[Start of RAW RECORDS]

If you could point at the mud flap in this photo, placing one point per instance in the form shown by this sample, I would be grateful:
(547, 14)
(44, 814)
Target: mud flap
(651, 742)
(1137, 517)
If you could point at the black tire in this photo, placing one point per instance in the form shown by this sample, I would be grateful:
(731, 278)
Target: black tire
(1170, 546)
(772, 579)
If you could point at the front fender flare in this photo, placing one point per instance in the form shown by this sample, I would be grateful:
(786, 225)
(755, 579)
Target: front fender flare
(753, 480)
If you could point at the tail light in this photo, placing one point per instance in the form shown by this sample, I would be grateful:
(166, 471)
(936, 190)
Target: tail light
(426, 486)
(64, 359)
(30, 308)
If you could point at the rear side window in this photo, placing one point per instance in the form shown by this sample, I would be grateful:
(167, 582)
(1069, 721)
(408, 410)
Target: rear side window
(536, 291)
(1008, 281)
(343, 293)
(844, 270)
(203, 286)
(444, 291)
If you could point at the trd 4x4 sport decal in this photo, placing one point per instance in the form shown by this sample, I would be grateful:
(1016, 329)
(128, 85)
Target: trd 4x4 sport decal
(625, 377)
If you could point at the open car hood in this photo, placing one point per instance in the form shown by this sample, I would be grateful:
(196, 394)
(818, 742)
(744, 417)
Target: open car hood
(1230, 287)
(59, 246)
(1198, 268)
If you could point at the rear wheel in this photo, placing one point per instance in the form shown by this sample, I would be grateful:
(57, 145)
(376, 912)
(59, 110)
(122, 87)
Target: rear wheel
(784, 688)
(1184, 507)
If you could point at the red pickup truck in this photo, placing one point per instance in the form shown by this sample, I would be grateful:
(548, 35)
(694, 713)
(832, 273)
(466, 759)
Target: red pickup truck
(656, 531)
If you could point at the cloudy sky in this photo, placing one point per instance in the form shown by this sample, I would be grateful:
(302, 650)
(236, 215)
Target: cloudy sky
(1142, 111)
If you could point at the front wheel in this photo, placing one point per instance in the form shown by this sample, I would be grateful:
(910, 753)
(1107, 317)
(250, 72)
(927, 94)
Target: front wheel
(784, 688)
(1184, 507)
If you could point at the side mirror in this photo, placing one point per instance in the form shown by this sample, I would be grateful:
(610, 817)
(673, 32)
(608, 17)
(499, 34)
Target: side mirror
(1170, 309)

[End of RAW RECORDS]

§ **TASK TO COMPLETE**:
Format the lines above as a numbered list, leaving out any blank lines.

§ **OUTPUT FOR THIS TASK**:
1. If you could point at the mud flap in this photo, placing one point per instance in the form shown by this sample, I would be grateful:
2. (547, 14)
3. (44, 814)
4. Target: mud flap
5. (651, 742)
6. (1137, 517)
7. If you could point at the black tire in this photo, placing one point per instance in the form shown by this sample, I would be grateful:
8. (731, 278)
9. Target: black tire
10. (1170, 546)
11. (772, 579)
12. If you could point at the front fender flare in this photo, placing one point per instance in the form shown by this sample, I would be grateful:
13. (786, 225)
14. (755, 579)
15. Target: front fender flare
16. (753, 480)
17. If you could point at the tail light in this photo, placing one point per instance in the form shown by this sample, I would be grateful:
18. (166, 471)
19. (936, 190)
20. Target: tail light
21. (426, 486)
22. (64, 359)
23. (30, 308)
24. If you could point at the rear side window in this photo, placing one point per instance in the form shown by this sample, I would be grateful:
25. (167, 582)
26. (1069, 721)
27. (408, 410)
28. Target: rear side window
29. (536, 291)
30. (1008, 281)
31. (343, 293)
32. (844, 270)
33. (203, 286)
34. (444, 291)
35. If you could point at the trd 4x4 sport decal in this photo, placing one point per instance in the form shown by this sample, I would be grateful:
36. (1016, 329)
37. (128, 85)
38. Target: trd 4x4 sport decal
39. (625, 377)
40. If you could point at the open car hood in this photo, placing one point per instance in the form shown by this sample, I would be grateful:
41. (196, 394)
42. (818, 742)
43. (744, 417)
44. Target: open car hood
45. (1230, 287)
46. (59, 246)
47. (1198, 268)
48. If you could point at the rear wheel in this photo, placing one point per instance in the form shown by this sample, I would be grateful:
49. (57, 145)
50. (376, 912)
51. (59, 110)
52. (122, 87)
53. Target: rear wheel
54. (784, 688)
55. (1184, 507)
56. If you could point at the red pickup truck in this photo, placing one point per instance in the form shown by this sample, I would be grateful:
57. (548, 35)
58. (694, 713)
59. (832, 273)
60. (466, 759)
61. Target: red pickup truck
62. (656, 531)
63. If you could point at the cloudy sky in this photo, placing one point per instance in the form shown by this sample, I would be grateful:
64. (302, 650)
65. (236, 215)
66. Target: cloudy sky
67. (1142, 111)
68. If you could point at the front wheel in this photo, placing one point per instance in the form shown by this sample, I would be grateful:
69. (910, 753)
70. (1107, 317)
71. (250, 72)
72. (927, 94)
73. Target: front wheel
74. (784, 688)
75. (1184, 507)
76. If you could point at the side mirror in this photo, placing one point per instance in the form shown by this sample, I would be grateful:
77. (610, 817)
78. (673, 32)
79. (608, 17)
80. (499, 34)
81. Target: side mirror
82. (1170, 309)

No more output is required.